• WORKING DATA:

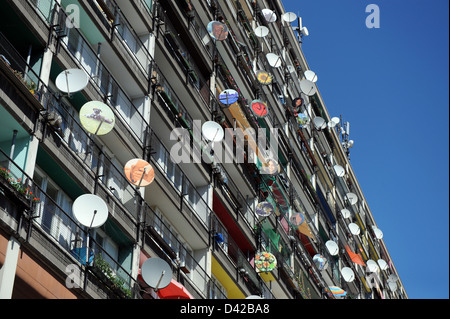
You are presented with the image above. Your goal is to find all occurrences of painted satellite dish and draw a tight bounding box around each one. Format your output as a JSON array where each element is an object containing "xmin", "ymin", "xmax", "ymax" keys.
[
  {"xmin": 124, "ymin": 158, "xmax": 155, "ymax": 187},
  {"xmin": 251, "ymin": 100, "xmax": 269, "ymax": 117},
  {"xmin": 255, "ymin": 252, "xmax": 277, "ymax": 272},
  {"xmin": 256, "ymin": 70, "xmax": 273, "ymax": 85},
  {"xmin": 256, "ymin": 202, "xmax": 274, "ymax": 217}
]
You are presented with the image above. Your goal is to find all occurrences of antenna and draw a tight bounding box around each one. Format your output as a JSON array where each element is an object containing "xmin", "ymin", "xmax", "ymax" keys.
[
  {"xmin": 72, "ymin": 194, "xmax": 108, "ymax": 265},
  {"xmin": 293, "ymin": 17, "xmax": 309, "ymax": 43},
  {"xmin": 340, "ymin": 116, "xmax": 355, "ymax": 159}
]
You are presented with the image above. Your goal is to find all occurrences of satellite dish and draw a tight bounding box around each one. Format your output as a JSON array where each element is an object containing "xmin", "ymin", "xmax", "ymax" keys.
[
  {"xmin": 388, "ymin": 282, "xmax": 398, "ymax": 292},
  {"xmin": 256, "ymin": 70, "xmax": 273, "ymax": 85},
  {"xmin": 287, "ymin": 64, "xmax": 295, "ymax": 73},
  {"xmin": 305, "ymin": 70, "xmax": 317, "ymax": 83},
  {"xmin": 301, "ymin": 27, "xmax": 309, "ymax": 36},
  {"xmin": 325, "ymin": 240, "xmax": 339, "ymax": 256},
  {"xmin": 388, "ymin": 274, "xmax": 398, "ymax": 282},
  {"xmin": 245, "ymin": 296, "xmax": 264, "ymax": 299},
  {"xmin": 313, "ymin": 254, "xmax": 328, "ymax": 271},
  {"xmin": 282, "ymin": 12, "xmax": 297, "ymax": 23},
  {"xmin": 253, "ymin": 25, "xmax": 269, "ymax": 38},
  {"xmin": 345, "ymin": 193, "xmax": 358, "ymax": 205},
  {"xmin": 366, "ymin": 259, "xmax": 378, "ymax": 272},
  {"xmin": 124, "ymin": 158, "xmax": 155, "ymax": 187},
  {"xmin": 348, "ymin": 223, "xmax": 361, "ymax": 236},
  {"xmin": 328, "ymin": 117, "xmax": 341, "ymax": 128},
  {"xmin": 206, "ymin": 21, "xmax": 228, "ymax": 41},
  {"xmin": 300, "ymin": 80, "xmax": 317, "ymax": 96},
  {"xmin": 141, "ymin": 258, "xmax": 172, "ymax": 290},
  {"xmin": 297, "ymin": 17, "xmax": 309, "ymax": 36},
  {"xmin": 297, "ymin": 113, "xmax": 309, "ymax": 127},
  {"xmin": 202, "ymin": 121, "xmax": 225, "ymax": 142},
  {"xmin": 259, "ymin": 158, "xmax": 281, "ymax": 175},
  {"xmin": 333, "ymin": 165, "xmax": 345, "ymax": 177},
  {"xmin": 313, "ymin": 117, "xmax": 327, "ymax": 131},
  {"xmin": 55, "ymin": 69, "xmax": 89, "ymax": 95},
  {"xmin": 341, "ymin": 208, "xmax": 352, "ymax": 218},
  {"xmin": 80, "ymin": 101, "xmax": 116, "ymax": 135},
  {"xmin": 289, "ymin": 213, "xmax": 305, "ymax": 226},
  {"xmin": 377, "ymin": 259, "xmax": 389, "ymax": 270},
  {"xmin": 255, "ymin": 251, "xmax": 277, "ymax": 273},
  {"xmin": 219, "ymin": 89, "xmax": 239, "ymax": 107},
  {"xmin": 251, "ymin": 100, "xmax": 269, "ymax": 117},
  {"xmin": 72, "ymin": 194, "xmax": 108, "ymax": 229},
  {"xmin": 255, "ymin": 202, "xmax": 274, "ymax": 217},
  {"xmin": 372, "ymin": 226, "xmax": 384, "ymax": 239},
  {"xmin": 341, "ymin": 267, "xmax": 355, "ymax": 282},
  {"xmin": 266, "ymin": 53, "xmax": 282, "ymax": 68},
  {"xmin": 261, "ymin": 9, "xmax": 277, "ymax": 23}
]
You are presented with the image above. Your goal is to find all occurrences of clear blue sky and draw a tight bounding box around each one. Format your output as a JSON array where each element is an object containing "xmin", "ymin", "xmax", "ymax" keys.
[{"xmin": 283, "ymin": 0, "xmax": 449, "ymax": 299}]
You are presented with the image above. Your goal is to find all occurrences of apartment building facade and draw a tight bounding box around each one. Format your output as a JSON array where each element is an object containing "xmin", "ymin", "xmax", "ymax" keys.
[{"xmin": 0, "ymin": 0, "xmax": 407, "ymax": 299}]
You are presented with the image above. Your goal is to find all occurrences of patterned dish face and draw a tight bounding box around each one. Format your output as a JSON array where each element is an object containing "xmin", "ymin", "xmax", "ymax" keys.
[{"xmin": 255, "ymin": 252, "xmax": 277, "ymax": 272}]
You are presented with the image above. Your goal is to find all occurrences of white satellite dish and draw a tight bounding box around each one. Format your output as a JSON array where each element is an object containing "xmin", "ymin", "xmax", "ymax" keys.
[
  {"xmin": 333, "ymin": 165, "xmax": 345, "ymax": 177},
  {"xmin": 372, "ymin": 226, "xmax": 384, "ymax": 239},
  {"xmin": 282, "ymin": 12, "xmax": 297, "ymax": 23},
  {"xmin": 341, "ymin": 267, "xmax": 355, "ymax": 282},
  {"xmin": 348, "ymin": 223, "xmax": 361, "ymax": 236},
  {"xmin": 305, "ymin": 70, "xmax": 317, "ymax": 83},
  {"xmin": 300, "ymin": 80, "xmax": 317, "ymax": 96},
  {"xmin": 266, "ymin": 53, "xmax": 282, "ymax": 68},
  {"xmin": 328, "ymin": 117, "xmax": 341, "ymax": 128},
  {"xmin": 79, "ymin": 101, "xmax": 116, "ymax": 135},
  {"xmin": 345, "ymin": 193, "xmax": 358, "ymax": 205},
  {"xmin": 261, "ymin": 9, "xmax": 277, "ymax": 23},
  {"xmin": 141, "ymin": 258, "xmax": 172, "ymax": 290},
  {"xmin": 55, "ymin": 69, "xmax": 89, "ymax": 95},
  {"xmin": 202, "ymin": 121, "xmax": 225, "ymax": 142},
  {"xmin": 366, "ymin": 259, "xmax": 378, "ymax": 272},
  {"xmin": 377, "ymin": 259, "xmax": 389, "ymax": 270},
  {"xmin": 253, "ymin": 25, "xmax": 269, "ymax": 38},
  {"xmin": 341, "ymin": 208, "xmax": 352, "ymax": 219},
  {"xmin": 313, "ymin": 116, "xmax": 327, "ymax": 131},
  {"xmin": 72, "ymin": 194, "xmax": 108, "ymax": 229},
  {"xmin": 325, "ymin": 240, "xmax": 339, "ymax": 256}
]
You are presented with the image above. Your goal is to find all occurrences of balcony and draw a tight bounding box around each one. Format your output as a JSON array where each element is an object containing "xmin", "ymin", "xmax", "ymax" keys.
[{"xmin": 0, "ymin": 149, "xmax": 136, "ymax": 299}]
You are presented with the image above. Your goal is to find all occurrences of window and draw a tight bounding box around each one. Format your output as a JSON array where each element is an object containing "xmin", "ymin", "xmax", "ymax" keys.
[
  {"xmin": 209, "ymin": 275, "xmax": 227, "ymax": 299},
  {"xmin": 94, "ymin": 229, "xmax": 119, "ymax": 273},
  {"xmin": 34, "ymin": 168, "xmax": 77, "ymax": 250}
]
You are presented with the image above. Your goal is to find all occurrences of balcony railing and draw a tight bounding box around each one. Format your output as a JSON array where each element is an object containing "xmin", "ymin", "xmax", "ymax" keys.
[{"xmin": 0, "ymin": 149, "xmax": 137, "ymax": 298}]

...

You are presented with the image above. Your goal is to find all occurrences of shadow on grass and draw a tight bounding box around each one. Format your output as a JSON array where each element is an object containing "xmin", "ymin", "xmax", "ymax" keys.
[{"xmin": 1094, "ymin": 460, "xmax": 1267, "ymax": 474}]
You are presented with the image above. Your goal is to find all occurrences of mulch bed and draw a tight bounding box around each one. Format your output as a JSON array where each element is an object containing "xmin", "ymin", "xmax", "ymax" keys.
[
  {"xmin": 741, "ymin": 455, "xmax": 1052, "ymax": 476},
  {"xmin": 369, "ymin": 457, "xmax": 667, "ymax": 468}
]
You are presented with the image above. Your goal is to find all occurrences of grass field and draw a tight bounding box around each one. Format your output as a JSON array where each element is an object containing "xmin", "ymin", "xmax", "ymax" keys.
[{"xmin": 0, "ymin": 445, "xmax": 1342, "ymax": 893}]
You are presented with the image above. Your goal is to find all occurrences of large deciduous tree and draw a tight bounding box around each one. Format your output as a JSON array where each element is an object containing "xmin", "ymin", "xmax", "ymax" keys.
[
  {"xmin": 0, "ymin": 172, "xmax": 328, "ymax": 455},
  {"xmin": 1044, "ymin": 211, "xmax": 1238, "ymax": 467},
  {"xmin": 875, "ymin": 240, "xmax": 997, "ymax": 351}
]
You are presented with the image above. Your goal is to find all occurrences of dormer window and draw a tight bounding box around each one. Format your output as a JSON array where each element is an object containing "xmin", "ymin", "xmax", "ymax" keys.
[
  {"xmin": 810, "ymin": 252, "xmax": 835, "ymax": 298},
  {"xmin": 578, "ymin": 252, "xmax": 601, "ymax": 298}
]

• WHAT IS REQUIRED: Which lines in the listing above contain the string "balcony"? Pull out each of them and copy it in full.

• REPLY:
You are presented with the image above. Your goal is to find all occurrences of balcony and draw a tight bounding box around each one. Format your output as a JSON array where each element is an object containing "xmin", "ymin", "xmax", "ymax" keys.
You are presented with the image above. Your goal is to find all occurrences of balcony railing and draw a tight bounding box around each one. Format your output as a JSON array where each element is an object containing "xmin", "ymin", "xmax", "ymax" keys.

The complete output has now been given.